## WHAT THE EXERCISE ASKS
Pictures are not part of the copy; repeat everything else in the records exactly.

☆ ☆ ☆ ☆ ☆ ☆ ☆

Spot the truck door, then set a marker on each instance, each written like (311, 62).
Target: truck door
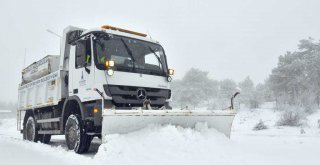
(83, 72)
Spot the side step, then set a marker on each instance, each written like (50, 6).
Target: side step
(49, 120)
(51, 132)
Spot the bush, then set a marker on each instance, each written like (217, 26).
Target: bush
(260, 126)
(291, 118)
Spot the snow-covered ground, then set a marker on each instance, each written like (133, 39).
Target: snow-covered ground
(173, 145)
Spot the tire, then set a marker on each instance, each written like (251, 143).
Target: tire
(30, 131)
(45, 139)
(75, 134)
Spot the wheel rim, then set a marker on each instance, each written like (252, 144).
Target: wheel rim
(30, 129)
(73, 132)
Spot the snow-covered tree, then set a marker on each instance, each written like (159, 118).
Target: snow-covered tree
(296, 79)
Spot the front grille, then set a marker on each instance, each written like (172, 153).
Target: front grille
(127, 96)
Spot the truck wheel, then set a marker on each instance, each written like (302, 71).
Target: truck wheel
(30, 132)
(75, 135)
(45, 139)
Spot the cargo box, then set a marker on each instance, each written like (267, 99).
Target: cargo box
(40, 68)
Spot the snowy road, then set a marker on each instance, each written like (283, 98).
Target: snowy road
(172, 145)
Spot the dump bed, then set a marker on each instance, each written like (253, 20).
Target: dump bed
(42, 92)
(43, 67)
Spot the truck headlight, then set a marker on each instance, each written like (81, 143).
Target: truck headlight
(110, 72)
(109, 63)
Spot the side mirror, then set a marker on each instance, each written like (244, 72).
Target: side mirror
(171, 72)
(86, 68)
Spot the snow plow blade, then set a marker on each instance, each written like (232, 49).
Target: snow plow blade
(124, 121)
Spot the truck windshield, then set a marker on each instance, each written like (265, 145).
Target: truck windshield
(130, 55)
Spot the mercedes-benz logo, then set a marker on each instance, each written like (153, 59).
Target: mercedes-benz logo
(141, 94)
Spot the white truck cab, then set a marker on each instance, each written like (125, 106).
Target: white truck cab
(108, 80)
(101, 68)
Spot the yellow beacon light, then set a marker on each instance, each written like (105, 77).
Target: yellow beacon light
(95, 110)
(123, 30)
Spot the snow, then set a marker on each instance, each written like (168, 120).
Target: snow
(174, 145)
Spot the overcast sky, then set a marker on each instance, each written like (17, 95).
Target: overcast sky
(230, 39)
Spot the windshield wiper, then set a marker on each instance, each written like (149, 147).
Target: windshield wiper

☆ ☆ ☆ ☆ ☆ ☆ ☆

## ANSWER TO THE EXERCISE
Spot the truck door, then set a marker on each instance, each written like (311, 62).
Target: truck door
(83, 72)
Spot the side step, then set a marker on each instance, each written like (50, 6).
Target: side step
(49, 120)
(51, 132)
Spot the bush, then set a marker on each instance, each written like (217, 26).
Target: bush
(260, 126)
(291, 118)
Spot the snow-covered ground, then set a marker on each instance, each written like (133, 39).
Target: snow-covered ground
(173, 145)
Spot the tire, then set a marker on each instance, each written like (251, 143).
Target: tire
(30, 131)
(45, 139)
(75, 134)
Spot the wheel rim, then set a marker on each instance, each written like (252, 144).
Target: wheel rim
(30, 129)
(73, 132)
Spot the snow-covered tree, then set a marker on each instance, each written like (159, 118).
Target: snow-covered tree
(296, 79)
Spot the front grille, then set a marker on each instance, each written like (172, 153).
Target: front grille
(127, 96)
Spot the truck wheel, then set a marker on each instance, each written like (302, 71).
Target: truck wheel
(30, 132)
(75, 135)
(45, 139)
Spot the cargo box, then set a marker on each instance, each written like (267, 99).
Target: cargo box
(40, 68)
Spot the snowy road, then set a marker on each instance, each written like (283, 98).
Target: snowy road
(172, 145)
Spot the dump bed, then set a marker on each instance, each written like (253, 20).
Target: dump bed
(42, 92)
(43, 67)
Spot the truck headlight, then set a marker on each instance, each written like (81, 143).
Target: truck headlight
(110, 72)
(109, 63)
Spot the side mirror, then set a marker on each instance, each written like (244, 72).
Target: side mirror
(171, 72)
(86, 68)
Spot the snow plow blade, then set a marker on each instance, each written like (232, 49).
Target: snow plow blade
(124, 121)
Spot the truck windshield, then set a marker on each instance, each written like (265, 145).
Target: truck windshield
(130, 55)
Spot the mercedes-benz logo, then set a marker on each instance, each written like (153, 59).
Target: mercedes-benz logo
(141, 94)
Spot the white truck cab, then set a marker on each instance, each written like (125, 106).
Target: white truck cab
(108, 80)
(101, 68)
Spot the yellow beacon light, then set a marker on each instance, each written like (105, 77).
Target: yellow beacon light
(95, 110)
(123, 30)
Spot the snow, then set a marker on each instance, each written like (168, 120).
Target: snow
(174, 145)
Spot the overcast sky, then set a marker on each instance, each written like (17, 95).
Target: overcast sky
(230, 39)
Spot the windshield wiper, then set a marker on each instance, each written like (149, 147).
Target: windshield wiper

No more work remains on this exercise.